### Reading passage
:::

The fisherman has now become one of the most ecologically destructive occupations on the planet. It's time to put aside the outdated image of the hardy, independent, salt-of-the-sea, and hard-working fisherman working courageously to feed society and support his family.



The Oceans are like the Goose that Laid the Golden Egg. As long as it was alive it laid a golden egg each day but then the greedy farmer decided to kill it to get all the gold inside and found nothing and the Goose laid no more golden eggs because it was dead.

For centuries, the oceans have fed humankind. But in the last century, human greed has raped and pillaged oceanic eco-systems remorsefully with an ecological ignorance that is staggeringly insane.

I don't eat fish because I am an ecologist and I have seen the diminishment of fish in the seas all of my life. I was raised in a fishing village and I was raised on a diet of cod, sardines, mackerel, smelts, clams, lobsters, flounders, and trout. I have seen with my own eyes the steady diminishment of fish, lobsters, and crustaceans. And what I ate as a child I choose not to eat today for the simple reason that there are to many of us on land eating so few of them that live in the seas.

The fisherman has now become one of the most ecologically destructive occupations on the planet. It's time to put aside the outdated image of the hardy, independent, salt-of-the-sea, and hard-working fisherman working courageously to feed society and support his family.

No longer does the average fishermen go to sea in dories with lines and small nets. Today's industrial fishermen operate multi-million dollar vessels equipped with complex and expensive technological gear designed to hunt down and catch every fish they can find.

One manufacturer of electronic fish locators (Rayethon) even boasts that with their product, "the fish can run but they can't hide."

And for the fish, there is no safe place as poachers hunt them down mercilessly, even in marine reserves and sanctuaries.

:::

### Work to do
In the passage on fishing, what does the manufacturer of electronic fish locators boast about its product? Rely solely on the passage on fishing for your answers.

### Given records
:::

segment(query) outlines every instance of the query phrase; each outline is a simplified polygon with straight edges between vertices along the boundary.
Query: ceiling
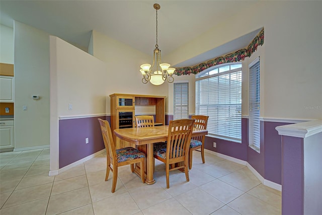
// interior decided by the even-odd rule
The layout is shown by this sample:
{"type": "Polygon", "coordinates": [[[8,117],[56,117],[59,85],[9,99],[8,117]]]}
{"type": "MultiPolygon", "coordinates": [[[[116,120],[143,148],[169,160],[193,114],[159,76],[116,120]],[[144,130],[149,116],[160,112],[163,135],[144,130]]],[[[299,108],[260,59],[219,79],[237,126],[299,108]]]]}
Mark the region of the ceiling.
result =
{"type": "MultiPolygon", "coordinates": [[[[1,0],[0,18],[8,27],[13,27],[17,20],[86,48],[94,30],[152,55],[156,42],[153,5],[158,3],[158,44],[166,55],[258,2],[1,0]]],[[[211,57],[246,47],[258,32],[209,51],[211,57]]],[[[177,66],[209,59],[209,52],[177,66]]]]}

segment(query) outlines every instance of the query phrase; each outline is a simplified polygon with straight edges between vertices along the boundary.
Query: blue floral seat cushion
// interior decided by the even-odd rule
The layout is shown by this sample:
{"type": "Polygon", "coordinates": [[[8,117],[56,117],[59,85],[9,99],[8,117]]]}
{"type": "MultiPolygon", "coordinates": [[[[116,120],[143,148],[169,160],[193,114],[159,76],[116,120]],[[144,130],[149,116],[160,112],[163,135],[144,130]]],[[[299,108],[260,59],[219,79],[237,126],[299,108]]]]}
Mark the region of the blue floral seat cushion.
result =
{"type": "Polygon", "coordinates": [[[154,155],[165,159],[167,155],[167,143],[154,143],[153,153],[154,155]]]}
{"type": "Polygon", "coordinates": [[[144,153],[133,147],[124,148],[116,151],[118,163],[145,157],[144,153]]]}
{"type": "MultiPolygon", "coordinates": [[[[177,150],[173,150],[173,151],[174,154],[177,153],[177,150]]],[[[154,144],[153,153],[154,155],[166,159],[167,157],[167,143],[154,144]]]]}
{"type": "Polygon", "coordinates": [[[202,143],[199,140],[191,139],[190,141],[190,148],[200,146],[202,145],[202,143]]]}

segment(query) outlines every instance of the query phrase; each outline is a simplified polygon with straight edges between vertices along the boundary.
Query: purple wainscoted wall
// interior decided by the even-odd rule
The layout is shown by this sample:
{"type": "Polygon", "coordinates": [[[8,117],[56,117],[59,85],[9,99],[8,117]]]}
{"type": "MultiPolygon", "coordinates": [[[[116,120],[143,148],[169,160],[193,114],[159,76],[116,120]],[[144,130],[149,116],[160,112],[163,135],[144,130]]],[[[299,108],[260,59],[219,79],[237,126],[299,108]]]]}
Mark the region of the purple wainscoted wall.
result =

:::

### Result for this task
It boasts that with its product, "the fish can run but they can't hide."